### WHAT YOU WILL DO
1: Rewrite the part of the article on bribed doctorates that opens with the words containing "State prosecutors in" and closes with "confiscated by police.", replacing "raid" with "search".
2: For each statement, say yes or no depending on whether the article on bribed doctorates agrees, and quote the words of the article that settle it.
(a) The students paid the academics between €4,000 and €20,000.
(b) The Cologne company is still in operation.
(c) The academics under investigation included those holding long-term appointments.
3: According to the article on bribed doctorates, how long had the Cologne company been in business?

### SOURCE TEXT
"""

State prosecutors in Cologne said the students paid between €4,000 and €20,000 to the academics after being told by the consultancy firm that the money would go a "long way" to ensuring that their doctorates "were in the bag".

The investigation follows a raid on the premises of the Cologne-based Institute for Scientific Counselling last year in which hundreds of company files were confiscated by police.

The company has since closed down, but Günther Feld, the Cologne state prosecutor said the documents had produced a wealth of incriminating evidence which was now being used to investigate the academics concerned.

Mr Feld said they included senior university lecturers and professors but not those holding long-term appointments. The academics are suspected of having used the bribes to renovate homes, buy cars and go on holiday.

The Cologne company at the centre of the investigation had been in business for 20 years. Like scores of other similar academic consultancy firms in Germany, it offered to help students obtain Phds in a range of subjects and to put them in touch with a suitable senior lecturer or professor.

"""

Point annotation dataset records:
"""

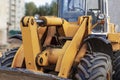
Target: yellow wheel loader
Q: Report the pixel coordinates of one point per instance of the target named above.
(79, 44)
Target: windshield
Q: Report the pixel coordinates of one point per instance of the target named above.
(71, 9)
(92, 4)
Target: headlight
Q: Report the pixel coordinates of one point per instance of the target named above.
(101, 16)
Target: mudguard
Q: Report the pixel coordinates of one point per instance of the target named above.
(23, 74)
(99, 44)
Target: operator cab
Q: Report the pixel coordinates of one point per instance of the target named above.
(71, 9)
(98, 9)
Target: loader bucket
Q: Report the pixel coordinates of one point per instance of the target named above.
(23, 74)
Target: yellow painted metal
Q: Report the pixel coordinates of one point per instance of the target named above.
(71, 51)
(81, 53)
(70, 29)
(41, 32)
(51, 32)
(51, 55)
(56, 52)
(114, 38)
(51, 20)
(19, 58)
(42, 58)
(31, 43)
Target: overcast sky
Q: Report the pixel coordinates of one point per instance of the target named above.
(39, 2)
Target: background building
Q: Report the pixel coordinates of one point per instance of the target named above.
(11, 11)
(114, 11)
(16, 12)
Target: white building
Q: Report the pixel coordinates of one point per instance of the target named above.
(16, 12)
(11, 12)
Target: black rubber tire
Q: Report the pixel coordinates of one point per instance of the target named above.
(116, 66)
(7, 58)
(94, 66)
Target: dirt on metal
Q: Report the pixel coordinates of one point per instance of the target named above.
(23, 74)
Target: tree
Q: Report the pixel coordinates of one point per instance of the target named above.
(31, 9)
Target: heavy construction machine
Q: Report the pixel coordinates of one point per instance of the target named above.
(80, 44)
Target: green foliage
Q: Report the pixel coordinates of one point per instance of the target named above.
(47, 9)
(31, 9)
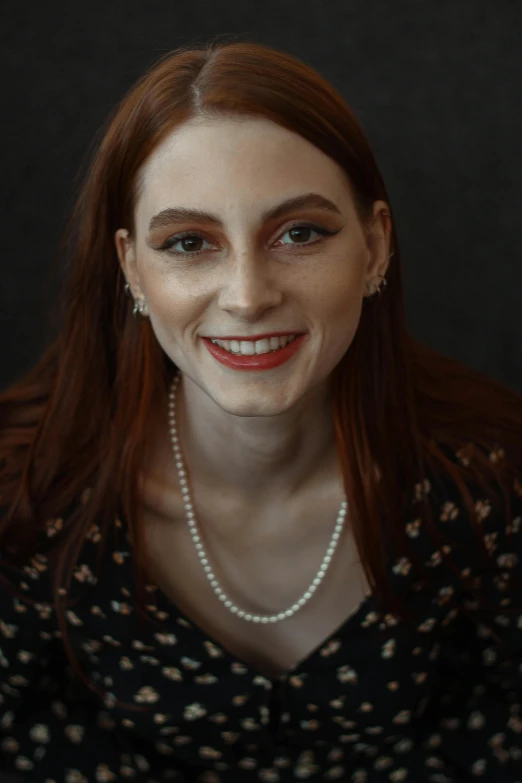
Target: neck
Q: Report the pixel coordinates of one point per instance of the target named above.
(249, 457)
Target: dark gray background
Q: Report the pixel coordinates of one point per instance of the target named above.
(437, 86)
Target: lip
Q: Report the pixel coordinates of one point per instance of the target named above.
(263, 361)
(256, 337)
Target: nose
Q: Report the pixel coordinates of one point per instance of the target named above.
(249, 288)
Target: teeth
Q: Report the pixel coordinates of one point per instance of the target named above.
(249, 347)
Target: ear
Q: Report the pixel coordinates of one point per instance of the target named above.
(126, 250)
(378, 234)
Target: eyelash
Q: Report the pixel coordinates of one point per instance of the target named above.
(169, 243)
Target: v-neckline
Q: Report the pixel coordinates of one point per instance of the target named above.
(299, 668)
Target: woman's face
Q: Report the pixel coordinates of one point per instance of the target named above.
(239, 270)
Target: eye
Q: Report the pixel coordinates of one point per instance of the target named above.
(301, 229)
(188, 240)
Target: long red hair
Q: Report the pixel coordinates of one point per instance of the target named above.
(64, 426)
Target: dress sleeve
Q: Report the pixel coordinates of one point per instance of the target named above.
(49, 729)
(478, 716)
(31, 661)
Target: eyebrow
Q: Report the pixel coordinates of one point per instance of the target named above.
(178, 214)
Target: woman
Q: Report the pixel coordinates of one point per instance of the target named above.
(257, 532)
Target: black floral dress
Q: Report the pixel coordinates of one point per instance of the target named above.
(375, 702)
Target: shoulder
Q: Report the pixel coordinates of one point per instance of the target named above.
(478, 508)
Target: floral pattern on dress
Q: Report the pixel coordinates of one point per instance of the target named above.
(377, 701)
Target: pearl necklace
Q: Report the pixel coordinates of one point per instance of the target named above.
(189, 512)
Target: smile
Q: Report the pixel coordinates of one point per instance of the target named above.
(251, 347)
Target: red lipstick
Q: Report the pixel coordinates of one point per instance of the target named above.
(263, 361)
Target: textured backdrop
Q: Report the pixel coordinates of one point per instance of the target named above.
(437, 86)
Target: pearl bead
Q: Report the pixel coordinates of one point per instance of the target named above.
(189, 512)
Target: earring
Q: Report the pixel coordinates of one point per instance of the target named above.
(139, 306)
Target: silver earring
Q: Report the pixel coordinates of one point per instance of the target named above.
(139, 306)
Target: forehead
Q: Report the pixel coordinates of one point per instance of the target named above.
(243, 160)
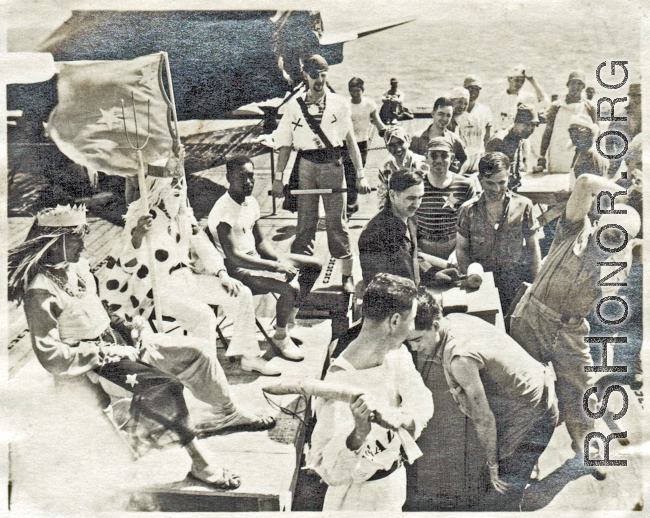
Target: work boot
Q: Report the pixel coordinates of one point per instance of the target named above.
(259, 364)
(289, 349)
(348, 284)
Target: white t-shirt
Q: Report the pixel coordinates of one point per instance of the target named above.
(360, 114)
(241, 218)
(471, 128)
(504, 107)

"""
"""

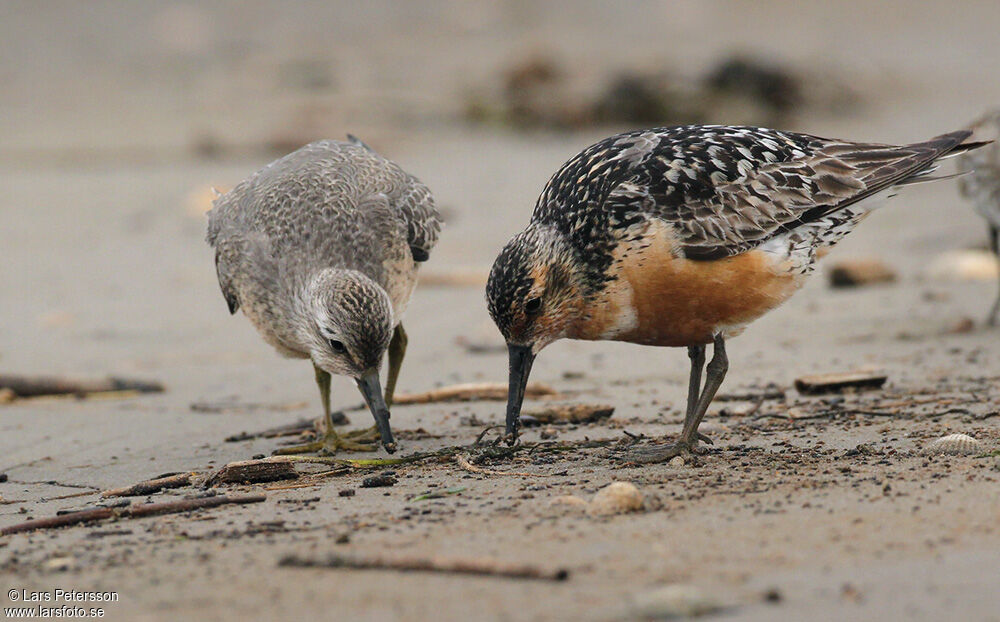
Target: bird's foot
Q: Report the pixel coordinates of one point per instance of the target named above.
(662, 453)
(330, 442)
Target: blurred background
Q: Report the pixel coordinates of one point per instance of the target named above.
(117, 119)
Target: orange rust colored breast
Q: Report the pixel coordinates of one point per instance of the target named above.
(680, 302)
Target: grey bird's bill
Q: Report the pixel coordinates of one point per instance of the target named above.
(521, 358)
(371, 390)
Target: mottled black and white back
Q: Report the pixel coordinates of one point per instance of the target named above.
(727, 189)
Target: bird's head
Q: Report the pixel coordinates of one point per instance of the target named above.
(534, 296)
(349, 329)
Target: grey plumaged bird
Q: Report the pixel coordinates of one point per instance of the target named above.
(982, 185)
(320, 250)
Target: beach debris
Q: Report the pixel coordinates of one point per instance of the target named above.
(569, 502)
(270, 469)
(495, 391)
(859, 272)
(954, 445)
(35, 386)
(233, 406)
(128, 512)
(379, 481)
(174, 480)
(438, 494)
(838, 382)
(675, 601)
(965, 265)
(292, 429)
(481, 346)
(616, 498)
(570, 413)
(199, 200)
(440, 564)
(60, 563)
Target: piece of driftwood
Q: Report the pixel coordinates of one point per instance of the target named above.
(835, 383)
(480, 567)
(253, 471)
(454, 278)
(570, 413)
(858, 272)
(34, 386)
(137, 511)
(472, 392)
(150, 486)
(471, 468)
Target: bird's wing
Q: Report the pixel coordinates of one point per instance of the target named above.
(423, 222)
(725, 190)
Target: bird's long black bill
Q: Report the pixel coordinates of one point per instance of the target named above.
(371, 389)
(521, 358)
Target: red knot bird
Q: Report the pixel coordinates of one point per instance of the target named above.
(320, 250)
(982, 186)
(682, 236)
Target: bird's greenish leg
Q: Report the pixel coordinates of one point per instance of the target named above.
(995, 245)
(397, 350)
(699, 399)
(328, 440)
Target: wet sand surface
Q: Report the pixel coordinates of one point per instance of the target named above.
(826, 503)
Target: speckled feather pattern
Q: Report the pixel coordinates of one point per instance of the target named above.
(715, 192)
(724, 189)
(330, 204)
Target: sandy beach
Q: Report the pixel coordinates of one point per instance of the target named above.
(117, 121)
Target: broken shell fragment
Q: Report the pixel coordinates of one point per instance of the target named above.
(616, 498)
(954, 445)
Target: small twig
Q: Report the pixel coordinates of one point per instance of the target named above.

"""
"""

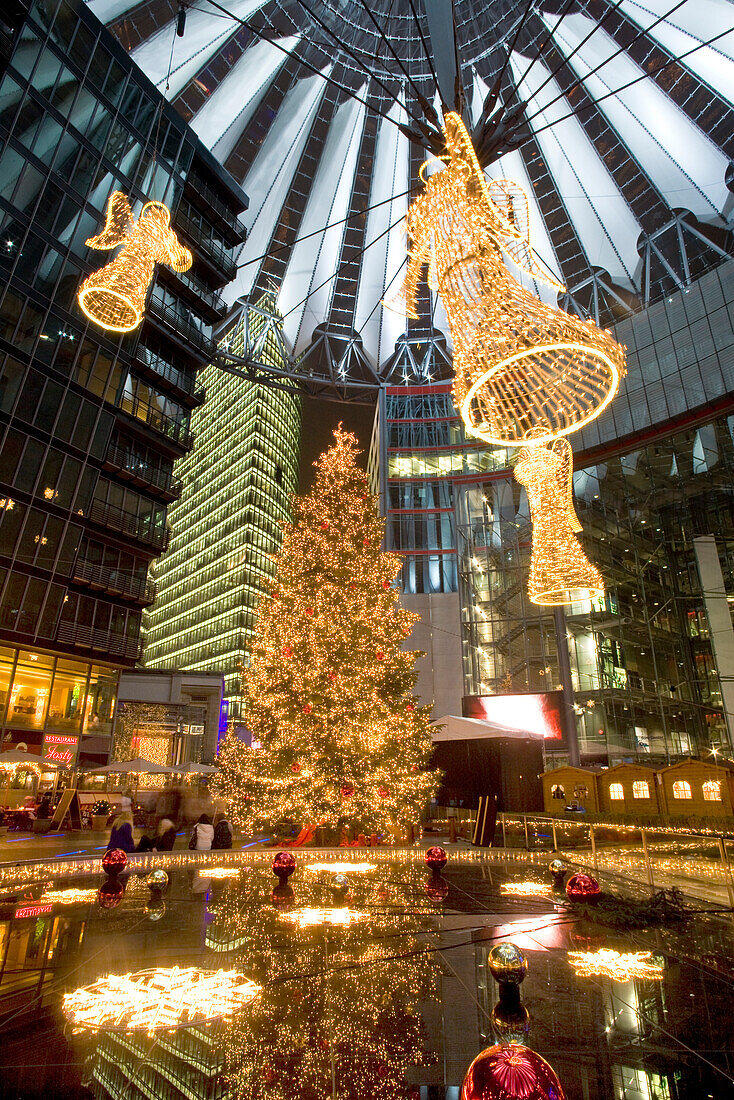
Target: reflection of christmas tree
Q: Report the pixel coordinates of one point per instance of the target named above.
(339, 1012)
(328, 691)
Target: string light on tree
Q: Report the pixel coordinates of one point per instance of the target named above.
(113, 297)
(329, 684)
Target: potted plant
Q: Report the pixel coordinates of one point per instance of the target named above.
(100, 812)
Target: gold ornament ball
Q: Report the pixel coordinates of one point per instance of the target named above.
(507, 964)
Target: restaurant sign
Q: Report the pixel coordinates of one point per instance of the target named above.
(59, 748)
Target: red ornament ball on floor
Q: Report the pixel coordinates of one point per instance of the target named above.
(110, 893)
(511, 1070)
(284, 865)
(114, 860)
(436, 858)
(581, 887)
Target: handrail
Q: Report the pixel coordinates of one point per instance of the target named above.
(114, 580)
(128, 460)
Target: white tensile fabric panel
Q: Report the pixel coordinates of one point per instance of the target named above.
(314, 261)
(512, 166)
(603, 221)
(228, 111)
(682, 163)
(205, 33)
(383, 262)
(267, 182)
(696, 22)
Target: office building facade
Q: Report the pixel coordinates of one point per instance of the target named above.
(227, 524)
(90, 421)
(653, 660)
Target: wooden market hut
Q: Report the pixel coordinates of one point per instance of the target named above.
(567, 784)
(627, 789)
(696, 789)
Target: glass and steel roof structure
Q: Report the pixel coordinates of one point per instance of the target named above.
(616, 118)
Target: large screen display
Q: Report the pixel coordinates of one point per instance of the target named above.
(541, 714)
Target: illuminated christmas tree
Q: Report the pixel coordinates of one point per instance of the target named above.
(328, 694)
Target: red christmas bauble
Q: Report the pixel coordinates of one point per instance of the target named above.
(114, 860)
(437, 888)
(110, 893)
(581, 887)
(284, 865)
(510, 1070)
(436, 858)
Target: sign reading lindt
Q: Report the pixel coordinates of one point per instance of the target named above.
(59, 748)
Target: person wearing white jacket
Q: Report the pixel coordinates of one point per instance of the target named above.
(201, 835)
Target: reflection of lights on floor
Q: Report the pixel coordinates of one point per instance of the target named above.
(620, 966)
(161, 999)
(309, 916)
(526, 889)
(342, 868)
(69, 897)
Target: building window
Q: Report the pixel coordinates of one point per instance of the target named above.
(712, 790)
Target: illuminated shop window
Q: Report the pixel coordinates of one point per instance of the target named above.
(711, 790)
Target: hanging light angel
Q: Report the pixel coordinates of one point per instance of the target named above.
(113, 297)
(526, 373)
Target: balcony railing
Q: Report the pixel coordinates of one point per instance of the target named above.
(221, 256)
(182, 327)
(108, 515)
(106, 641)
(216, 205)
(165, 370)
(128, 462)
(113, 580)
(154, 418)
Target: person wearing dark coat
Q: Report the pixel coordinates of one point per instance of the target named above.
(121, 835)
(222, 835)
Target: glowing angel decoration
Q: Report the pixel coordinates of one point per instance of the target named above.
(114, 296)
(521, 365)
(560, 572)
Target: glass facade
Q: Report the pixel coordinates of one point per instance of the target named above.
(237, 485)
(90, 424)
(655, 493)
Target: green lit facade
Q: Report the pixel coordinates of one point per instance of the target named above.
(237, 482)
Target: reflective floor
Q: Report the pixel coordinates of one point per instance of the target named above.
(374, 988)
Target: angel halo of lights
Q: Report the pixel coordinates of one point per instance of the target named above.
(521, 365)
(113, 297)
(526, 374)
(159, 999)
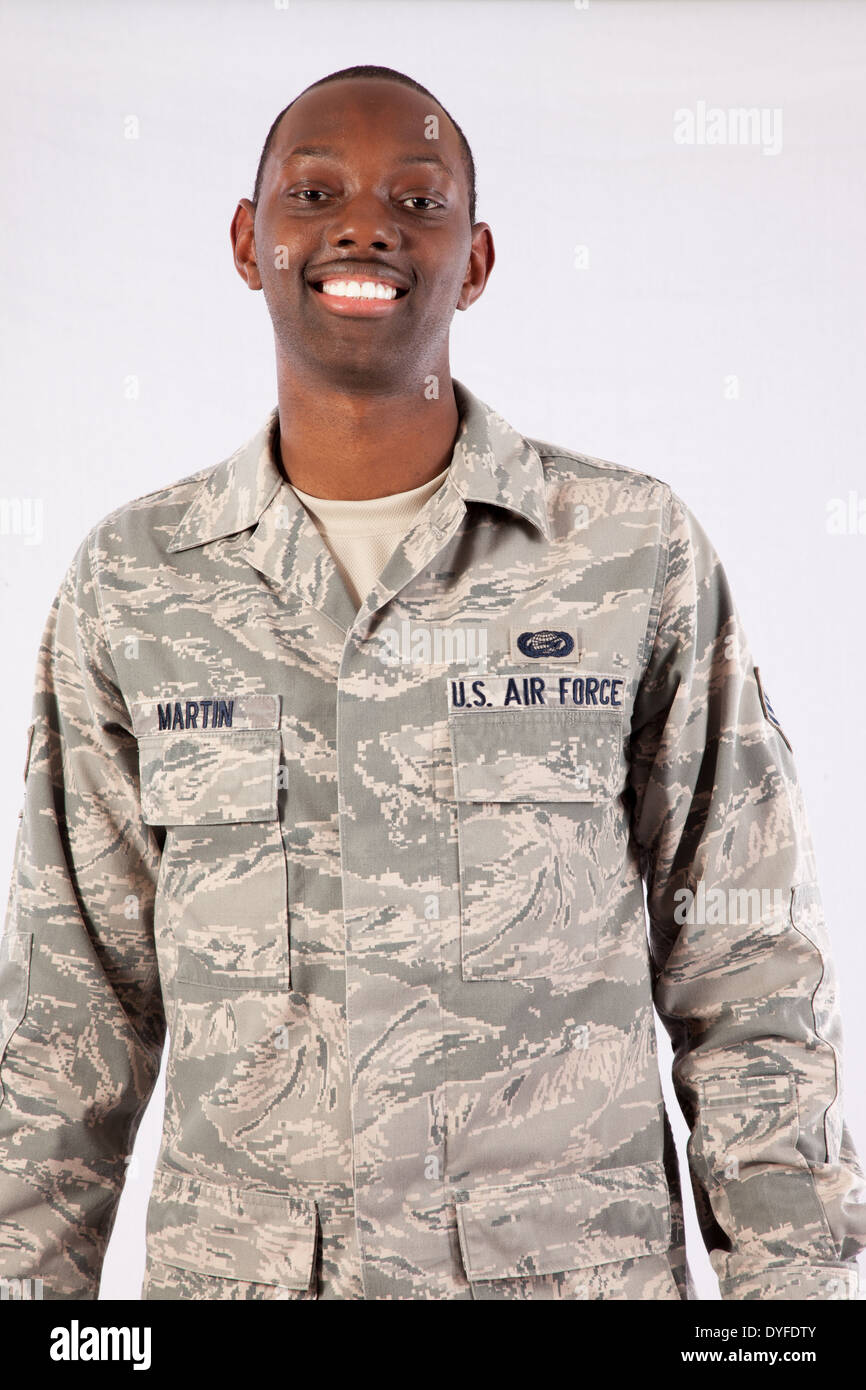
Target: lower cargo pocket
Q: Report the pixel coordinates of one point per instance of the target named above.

"""

### RESULTS OF THE TASKS
1:
State prosecutors in Cologne said the students paid between €4,000 and €20,000 to the academics after being told by the consultancy firm that the money would go a "long way" to ensuring that their doctorates "were in the bag".

The investigation follows a search on the premises of the Cologne-based Institute for Scientific Counselling last year in which hundreds of company files were confiscated by police.

2:
(a) Yes: "the students paid between €4,000 and €20,000 to the academics"
(b) No: "The company has since closed down"
(c) No: "but not those holding long-term appointments"

3: 20 years.